::: Data rows
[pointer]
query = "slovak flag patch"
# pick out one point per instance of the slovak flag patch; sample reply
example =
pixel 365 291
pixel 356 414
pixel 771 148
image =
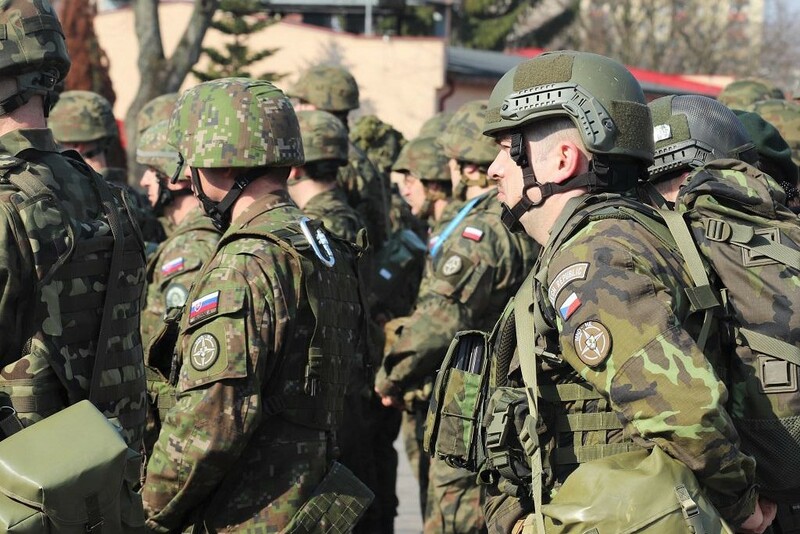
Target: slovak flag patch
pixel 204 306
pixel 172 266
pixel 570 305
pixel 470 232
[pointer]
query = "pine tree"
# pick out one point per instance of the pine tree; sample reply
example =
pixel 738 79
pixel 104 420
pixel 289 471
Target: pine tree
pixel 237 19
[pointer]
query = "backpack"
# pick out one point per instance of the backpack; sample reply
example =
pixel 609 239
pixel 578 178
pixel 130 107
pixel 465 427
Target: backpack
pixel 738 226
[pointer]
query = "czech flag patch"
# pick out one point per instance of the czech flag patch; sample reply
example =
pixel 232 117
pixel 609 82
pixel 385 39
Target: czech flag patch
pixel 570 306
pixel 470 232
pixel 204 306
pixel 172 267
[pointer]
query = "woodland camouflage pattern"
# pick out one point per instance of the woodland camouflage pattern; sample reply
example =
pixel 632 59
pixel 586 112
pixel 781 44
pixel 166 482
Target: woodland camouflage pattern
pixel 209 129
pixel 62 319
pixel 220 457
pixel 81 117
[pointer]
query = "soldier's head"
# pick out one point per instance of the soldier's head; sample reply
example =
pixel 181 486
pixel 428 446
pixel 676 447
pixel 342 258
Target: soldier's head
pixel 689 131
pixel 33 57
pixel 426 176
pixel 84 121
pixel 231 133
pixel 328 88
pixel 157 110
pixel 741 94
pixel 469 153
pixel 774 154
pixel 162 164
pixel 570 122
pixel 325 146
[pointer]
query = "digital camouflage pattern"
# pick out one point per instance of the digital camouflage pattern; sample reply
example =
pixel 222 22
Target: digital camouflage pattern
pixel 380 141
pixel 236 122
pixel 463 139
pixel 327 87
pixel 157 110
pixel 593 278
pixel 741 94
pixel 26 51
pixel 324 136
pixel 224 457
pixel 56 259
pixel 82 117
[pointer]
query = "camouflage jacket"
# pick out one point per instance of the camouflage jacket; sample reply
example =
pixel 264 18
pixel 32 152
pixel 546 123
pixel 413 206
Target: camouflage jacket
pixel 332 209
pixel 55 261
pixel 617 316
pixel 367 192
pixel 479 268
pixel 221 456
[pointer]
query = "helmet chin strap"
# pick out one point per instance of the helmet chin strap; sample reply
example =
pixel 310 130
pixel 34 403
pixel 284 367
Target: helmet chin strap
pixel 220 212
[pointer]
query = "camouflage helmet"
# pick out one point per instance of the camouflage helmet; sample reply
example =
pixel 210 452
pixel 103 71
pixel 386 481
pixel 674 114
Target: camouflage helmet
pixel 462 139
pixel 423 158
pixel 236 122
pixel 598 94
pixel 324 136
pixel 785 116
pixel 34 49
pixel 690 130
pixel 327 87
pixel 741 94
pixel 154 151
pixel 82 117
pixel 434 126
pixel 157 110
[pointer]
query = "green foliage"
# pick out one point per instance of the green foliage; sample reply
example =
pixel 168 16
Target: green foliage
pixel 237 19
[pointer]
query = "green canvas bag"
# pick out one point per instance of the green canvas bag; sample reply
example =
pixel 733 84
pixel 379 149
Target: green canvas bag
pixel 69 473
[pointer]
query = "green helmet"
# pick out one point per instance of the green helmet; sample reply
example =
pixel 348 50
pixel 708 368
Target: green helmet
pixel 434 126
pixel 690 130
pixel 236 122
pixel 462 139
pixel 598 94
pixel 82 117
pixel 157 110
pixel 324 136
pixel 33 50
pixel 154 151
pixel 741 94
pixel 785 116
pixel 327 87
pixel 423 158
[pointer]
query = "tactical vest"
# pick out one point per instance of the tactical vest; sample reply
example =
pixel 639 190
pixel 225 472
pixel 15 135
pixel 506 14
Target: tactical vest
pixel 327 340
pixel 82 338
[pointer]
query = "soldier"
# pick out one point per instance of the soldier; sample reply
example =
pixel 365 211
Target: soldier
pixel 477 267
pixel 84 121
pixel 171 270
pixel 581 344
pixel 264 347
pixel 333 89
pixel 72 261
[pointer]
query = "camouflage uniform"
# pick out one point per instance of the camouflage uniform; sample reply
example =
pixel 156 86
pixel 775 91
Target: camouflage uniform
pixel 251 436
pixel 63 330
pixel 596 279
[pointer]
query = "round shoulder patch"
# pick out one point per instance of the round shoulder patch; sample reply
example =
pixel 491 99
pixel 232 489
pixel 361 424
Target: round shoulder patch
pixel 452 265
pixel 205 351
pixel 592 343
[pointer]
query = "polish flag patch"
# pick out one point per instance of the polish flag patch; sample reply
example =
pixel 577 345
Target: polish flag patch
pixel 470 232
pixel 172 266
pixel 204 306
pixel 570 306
::::::
**What to do**
Return the listing above unchanged, apart from dropping its pictures.

**Answer to the problem**
[pointer]
query = "slovak flag patch"
# pick out one point per instance of the slovak flag patch; sample reply
example =
pixel 365 291
pixel 356 414
pixel 771 148
image =
Target: slovak flag patch
pixel 204 306
pixel 172 266
pixel 570 305
pixel 470 232
[pointer]
query = "pine tree"
# pick out one point per instance of the pine tree; sample reply
example =
pixel 738 79
pixel 104 420
pixel 289 471
Target: pine tree
pixel 237 19
[pointer]
query = "backpack"
# pick out one point per instance of the backpack; sample reply
example =
pixel 609 239
pixel 578 178
pixel 130 107
pixel 465 427
Target: backpack
pixel 738 226
[pointer]
query = "czech flag patch"
# pick out one point per instance of the czech flag patch; sample reply
example =
pixel 232 117
pixel 609 82
pixel 385 39
Target: czech flag patch
pixel 570 306
pixel 470 232
pixel 204 306
pixel 172 267
[pointer]
query = "woodland camouflage pattern"
# pick out one point per instance of the woodland camouflage pattern; sample reply
example =
pixel 632 59
pixel 586 112
pixel 781 44
pixel 166 482
Target: woodland camouflage pattern
pixel 209 129
pixel 62 319
pixel 220 457
pixel 81 117
[pointer]
query = "soldier's head"
# pick out one point per instance of the soldier's head; sample reply
example =
pixel 181 486
pixel 428 446
pixel 676 447
pixel 342 258
Target: soldier's head
pixel 689 131
pixel 33 57
pixel 426 176
pixel 84 121
pixel 231 133
pixel 328 88
pixel 157 110
pixel 741 94
pixel 469 153
pixel 774 154
pixel 162 164
pixel 570 122
pixel 325 146
[pointer]
query = "digital camouflage pattern"
# pick out one point per instance of the digital camouflage pattern; sample reply
example =
pixel 222 22
Target: digital camouflage pattern
pixel 380 141
pixel 236 122
pixel 463 139
pixel 327 87
pixel 157 110
pixel 593 278
pixel 741 94
pixel 26 51
pixel 324 136
pixel 224 457
pixel 56 259
pixel 82 117
[pointer]
query = "camouflage jacket"
# pick out one point per instance of the camouflage jacket; sample reply
example =
pixel 264 18
pixel 32 152
pixel 546 123
pixel 413 206
Target: camouflage jacket
pixel 332 209
pixel 55 261
pixel 617 316
pixel 367 192
pixel 479 268
pixel 221 456
[pointer]
query = "helmet chin strap"
# pick out one point per instance of the helmet chin strap; sample reply
example =
pixel 310 130
pixel 34 403
pixel 284 367
Target: helmet chin strap
pixel 220 212
[pointer]
query = "camouflage helmet"
# pick out one point per instance of the camouflage helmet; sample reply
example =
pixel 210 452
pixel 103 71
pixel 386 481
pixel 674 114
Target: camouflage helmet
pixel 462 139
pixel 423 158
pixel 236 122
pixel 598 94
pixel 324 136
pixel 785 116
pixel 34 49
pixel 690 130
pixel 327 87
pixel 741 94
pixel 154 151
pixel 82 117
pixel 434 126
pixel 157 110
[pointer]
query = "green foliage"
# pick out one point per instance of the green foliage; sample reply
example =
pixel 168 16
Target: green foliage
pixel 237 19
[pointer]
query = "green canvas bag"
# pick out one point per instance of the green canvas bag; sample reply
example =
pixel 733 84
pixel 379 149
Target: green canvas bag
pixel 69 473
[pointer]
query = "green helmet"
# pick out one point per instance of the green helmet; sample reply
example =
pixel 348 50
pixel 708 368
Target: green helmet
pixel 434 126
pixel 690 130
pixel 236 122
pixel 462 139
pixel 598 94
pixel 82 117
pixel 157 110
pixel 324 136
pixel 33 50
pixel 154 151
pixel 741 94
pixel 785 116
pixel 327 87
pixel 423 158
[pointer]
query = "tactical vest"
# pick out one point per instance of the tactical vest; sample reply
example =
pixel 639 190
pixel 225 472
pixel 15 135
pixel 506 14
Target: tactical vest
pixel 327 340
pixel 82 338
[pointer]
query = "soldier"
# pick out one point per instance of the soldier; sample reply
example =
pixel 365 211
Target: soldier
pixel 477 267
pixel 84 121
pixel 171 270
pixel 581 344
pixel 264 347
pixel 333 89
pixel 72 261
[pointer]
query = "camouflage uniform"
# pick out one point per instance of the camouflage uniform; sample reply
example =
pixel 156 86
pixel 775 91
Target: camouflage uniform
pixel 251 436
pixel 63 330
pixel 596 279
[pointer]
query = "round shoulder patch"
# pick out one point per instance of the round shoulder patch; sample reply
example =
pixel 491 99
pixel 232 489
pixel 361 424
Target: round shoulder patch
pixel 452 265
pixel 205 351
pixel 592 343
[pointer]
query = "polish flag patch"
# pick out one point per instance of the polish flag patch; sample reply
example =
pixel 577 345
Target: polish flag patch
pixel 470 232
pixel 172 266
pixel 204 306
pixel 570 306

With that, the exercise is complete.